● What this task involves
Reproduce every one of the following rows word for word, in the same order.

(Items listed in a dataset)
— Start —

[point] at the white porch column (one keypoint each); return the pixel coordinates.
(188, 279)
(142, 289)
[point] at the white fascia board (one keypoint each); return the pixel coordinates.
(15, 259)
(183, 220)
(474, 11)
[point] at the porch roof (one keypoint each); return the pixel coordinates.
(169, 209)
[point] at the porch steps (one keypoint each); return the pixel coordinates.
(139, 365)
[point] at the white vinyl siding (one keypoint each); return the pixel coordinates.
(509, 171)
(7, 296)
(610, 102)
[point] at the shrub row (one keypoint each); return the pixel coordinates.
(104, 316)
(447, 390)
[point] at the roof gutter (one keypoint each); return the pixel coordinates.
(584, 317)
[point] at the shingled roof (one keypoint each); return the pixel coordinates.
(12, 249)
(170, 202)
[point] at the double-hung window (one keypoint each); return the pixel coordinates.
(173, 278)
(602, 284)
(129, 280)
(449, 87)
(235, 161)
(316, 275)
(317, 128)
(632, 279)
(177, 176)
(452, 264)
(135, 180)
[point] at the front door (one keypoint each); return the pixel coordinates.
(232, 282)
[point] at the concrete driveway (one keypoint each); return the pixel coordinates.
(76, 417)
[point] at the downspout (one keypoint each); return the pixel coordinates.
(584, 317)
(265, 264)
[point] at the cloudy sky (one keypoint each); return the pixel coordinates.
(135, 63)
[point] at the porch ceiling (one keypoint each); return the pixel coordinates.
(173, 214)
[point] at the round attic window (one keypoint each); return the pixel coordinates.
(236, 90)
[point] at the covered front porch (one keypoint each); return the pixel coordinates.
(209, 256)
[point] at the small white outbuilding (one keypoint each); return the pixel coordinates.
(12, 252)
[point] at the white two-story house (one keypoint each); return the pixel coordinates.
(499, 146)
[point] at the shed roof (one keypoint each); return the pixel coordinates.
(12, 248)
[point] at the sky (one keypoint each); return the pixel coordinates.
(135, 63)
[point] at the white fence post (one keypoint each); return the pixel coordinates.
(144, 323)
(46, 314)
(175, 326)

— End —

● Response
[point] at the white porch column (one keypoint each); return the pixel coordinates.
(188, 279)
(142, 289)
[point] at the white fascia board (one keypoint each); return the pixel coordinates.
(15, 259)
(183, 220)
(474, 11)
[point] at the porch roof (one keypoint each); return the pixel coordinates.
(169, 209)
[point] at the porch steps (one keypoint each); return the pixel coordinates.
(139, 365)
[point] at the white vinyl siding (one keypoint each); return the pixel coordinates.
(509, 171)
(7, 296)
(610, 102)
[point] at the shrub row (one keypoint each); return the pixel coordinates.
(104, 316)
(447, 390)
[point] at the roof gutter (one keypoint each); return the pixel coordinates.
(584, 317)
[point] at the shingled roof (one keypoint each); return the pixel coordinates.
(12, 249)
(170, 202)
[point] at the double-hung window (one keypoint each); return the pixel coordinates.
(173, 278)
(602, 284)
(129, 280)
(449, 87)
(235, 161)
(316, 275)
(317, 128)
(632, 279)
(177, 176)
(452, 264)
(135, 180)
[point] at the front door (one keypoint each); return the pixel coordinates.
(232, 282)
[point] at the concrete driveway (one keypoint each); return the pixel coordinates.
(76, 417)
[point] at the downspout (one keypoint each); return the pixel coordinates.
(584, 317)
(265, 264)
[point] at the cloudy sky (one keypoint each); return the pixel coordinates.
(135, 63)
[point] at the porch ceiling (one keypoint each); return the pixel coordinates.
(173, 214)
[point] at the round attic window (one keypoint each); return the pixel coordinates.
(236, 90)
[point] at the covered front porch (one keypoint each); return the pixel coordinates.
(209, 256)
[point] at the small white outbuilding (one keypoint each); return the pixel coordinates.
(12, 252)
[point] at the white two-story house (one keypoint each); return the pixel coordinates.
(499, 146)
[point] at the shed roof (one keypoint each); return the pixel coordinates.
(12, 248)
[point] at the sky (one keypoint each); return the pixel coordinates.
(135, 63)
[point] at the white fence post (one keypoint each); return the pixel coordinates.
(144, 323)
(46, 314)
(175, 326)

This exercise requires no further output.